Page text:
# # # #
Finally, the poll asked an interesting question to gauge general attitudes about stocks and investing. Asked whether they thought it would be good to learn about stocks and investing from elementary and middle school onward, 29% said yes, 61% said no. Another question asked whether respondents felt opposition to making large profits by speculatively investing great sums of money in the stock market and elsewhere: 48% said they were opposed, 40% said they were not. Arguably these responses are clear indicators of the degree to which investing was still considered abnormal, perhaps even unseemly. Not only did a sizable majority of respondents not want to own stock, they did not want their children learning about the stock market and they felt there to be something illegitimate about fortunes made through speculative investments. And this poll was conducted several years before Japan would be dragged back into recession by the global financial crisis, which, as then-Prime Minister Asō Tarō repeatedly reminded his fellow Japanese, "originated from America" (i.e., home of Wall Street's casino capitalism).


A Cabinet Office poll conducted (jp) in December 2005 confirms this aversion to financial investing. 71.9% of respondents said they owned no securities whatsoever. Among those who owned securities, the most commonly held security was stocks (15.9%), followed by investment trusts and mutual funds (9.1%), national or local government bonds (7.7%), foreign securities (3.4%), bank and financial bonds (2.0%), industrial bonds (1.3%), and derivatives (.2%). The survey also asked whether respondents owned, wanted to own, did not want to own stocks, or own stocks but want to stop. These figures are similar to the February 2006 Asahi poll: 13.3% owned stocks and wanted to continue, 8.6% wanted to start investing, 2.7% wanted to quit, and 68.5% had no interest at all. Respondents' reasons were similar too. Among investors or would-be investors, 48.3% said they invested because they hoped for higher returns, 45.6% said they hoped for dividends, and 31.2% said they wanted to invest their money beyond bank deposits. Among non-investors, 39% said they lacked the knowledge, 36.9% said they feared the risk of losses from falling prices, and 34.5% said they lacked the assets and income with which to invest.
# # # #
Given task A:
Could you arrange the records below as a numbered list, leaving out blank lines and the pictures?
# # # #
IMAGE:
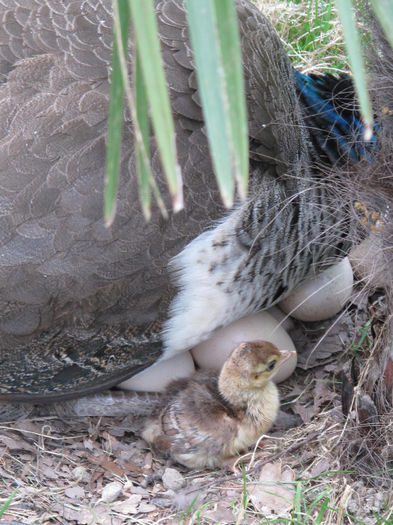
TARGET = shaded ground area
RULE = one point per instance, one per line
(95, 470)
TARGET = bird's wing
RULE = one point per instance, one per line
# # # #
Given task B:
In the passage on Japanese attitudes toward investing, what percentage of respondents to the December 2005 Cabinet Office poll said they owned no securities whatsoever?

Exercise output A:
1. IMAGE:
2. TARGET = shaded ground area
3. RULE = one point per instance, one per line
4. (95, 470)
5. TARGET = bird's wing
6. RULE = one point per instance, one per line

Exercise output B:
71.9%